## [WHAT YOU HAVE TO DO]
Could you print everything from the start of the records below down to the line containing "box: [361, 160, 367, 222]", with both ends included and the pictures left out?

## [SUPPLIED RECORDS]
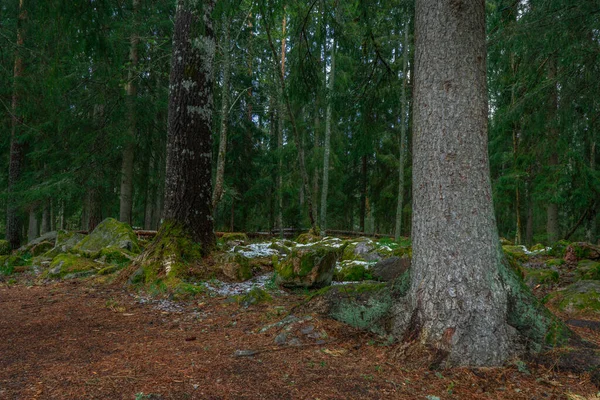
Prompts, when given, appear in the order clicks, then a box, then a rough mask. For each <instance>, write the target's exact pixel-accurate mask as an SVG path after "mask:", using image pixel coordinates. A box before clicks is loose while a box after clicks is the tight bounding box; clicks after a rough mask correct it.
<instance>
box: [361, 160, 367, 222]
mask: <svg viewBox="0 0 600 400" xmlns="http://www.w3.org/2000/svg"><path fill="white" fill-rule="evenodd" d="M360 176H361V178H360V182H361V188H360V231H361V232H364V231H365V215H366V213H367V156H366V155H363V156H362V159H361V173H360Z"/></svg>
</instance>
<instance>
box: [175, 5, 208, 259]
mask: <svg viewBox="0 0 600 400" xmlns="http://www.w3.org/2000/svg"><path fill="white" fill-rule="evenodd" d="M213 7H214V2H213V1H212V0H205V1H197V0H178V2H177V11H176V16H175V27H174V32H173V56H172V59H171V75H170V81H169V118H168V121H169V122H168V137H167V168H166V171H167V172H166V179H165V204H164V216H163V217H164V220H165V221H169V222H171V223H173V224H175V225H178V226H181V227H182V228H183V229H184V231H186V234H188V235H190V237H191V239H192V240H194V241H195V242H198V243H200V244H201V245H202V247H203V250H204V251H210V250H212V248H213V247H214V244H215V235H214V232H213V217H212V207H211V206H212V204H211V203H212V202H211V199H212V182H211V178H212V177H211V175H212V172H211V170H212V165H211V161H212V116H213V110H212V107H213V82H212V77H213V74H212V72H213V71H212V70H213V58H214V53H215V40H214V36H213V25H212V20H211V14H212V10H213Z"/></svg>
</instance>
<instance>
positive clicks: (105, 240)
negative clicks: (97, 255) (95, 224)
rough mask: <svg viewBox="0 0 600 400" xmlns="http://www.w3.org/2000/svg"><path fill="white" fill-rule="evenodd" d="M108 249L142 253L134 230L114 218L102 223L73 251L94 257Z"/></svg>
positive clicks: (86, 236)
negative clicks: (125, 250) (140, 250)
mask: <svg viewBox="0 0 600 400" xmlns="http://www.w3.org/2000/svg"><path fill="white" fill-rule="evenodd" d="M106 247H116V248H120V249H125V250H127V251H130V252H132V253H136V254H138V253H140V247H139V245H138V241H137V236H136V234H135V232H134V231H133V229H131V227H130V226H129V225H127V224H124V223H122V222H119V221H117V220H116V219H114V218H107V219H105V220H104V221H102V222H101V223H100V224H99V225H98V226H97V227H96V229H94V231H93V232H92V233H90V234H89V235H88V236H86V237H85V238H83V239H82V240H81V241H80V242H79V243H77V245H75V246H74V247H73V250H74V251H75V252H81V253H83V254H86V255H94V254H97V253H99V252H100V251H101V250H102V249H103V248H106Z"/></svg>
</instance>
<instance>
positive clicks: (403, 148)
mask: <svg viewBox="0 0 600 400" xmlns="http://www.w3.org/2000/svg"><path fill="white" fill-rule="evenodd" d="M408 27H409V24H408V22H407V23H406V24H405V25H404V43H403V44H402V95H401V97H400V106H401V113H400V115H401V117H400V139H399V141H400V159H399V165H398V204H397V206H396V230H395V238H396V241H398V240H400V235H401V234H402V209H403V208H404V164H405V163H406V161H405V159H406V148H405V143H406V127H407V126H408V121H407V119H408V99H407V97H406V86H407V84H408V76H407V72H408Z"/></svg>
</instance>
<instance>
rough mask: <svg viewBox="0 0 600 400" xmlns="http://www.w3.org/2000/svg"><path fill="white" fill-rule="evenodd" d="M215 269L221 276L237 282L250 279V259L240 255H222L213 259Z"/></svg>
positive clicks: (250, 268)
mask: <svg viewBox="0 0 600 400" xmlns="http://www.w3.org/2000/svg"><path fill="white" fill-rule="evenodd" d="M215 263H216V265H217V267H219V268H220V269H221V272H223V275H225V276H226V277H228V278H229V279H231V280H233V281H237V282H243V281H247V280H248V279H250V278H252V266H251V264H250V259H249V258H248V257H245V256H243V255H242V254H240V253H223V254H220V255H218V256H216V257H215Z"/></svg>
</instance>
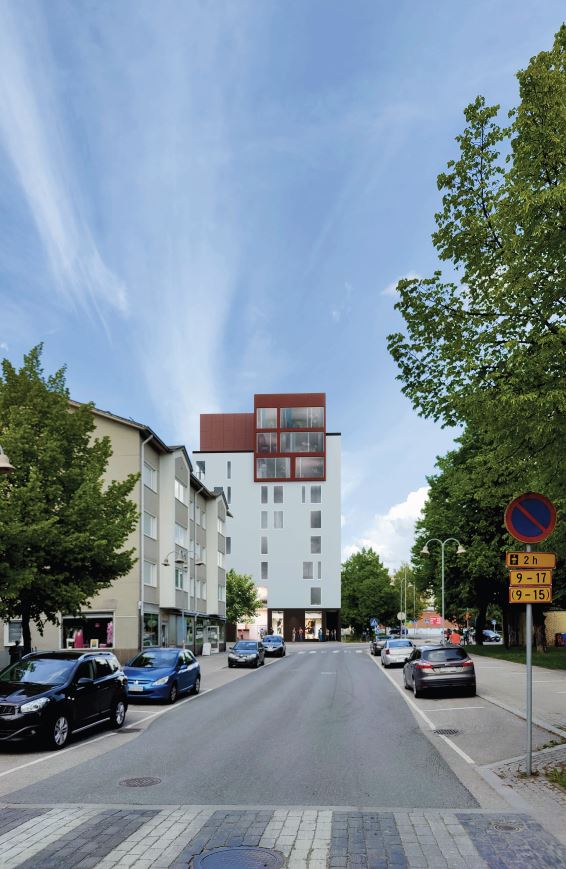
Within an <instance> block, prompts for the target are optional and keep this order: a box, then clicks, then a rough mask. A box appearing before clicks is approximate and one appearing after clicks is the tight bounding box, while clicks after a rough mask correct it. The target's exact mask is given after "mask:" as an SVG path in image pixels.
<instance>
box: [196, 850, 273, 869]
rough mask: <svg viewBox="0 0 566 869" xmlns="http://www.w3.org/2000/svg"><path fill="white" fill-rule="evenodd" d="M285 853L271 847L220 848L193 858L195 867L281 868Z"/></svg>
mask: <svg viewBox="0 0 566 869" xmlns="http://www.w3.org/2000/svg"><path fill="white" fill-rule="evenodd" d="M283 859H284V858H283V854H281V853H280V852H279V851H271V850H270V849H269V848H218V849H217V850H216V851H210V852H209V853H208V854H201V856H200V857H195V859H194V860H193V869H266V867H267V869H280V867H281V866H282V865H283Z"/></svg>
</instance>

## [COMPLETED TASK]
Prompts, when given, appear in the order clicks, then a box, then a rough mask. For each <instance>, write the target's exact pixel-accurate mask as an SVG path after "mask:", using image pixel coordinates. A box before clicks is loose while a box after clicks is the tight bounding box; clicks after a rough mask correct it.
<instance>
box: [361, 160, 367, 222]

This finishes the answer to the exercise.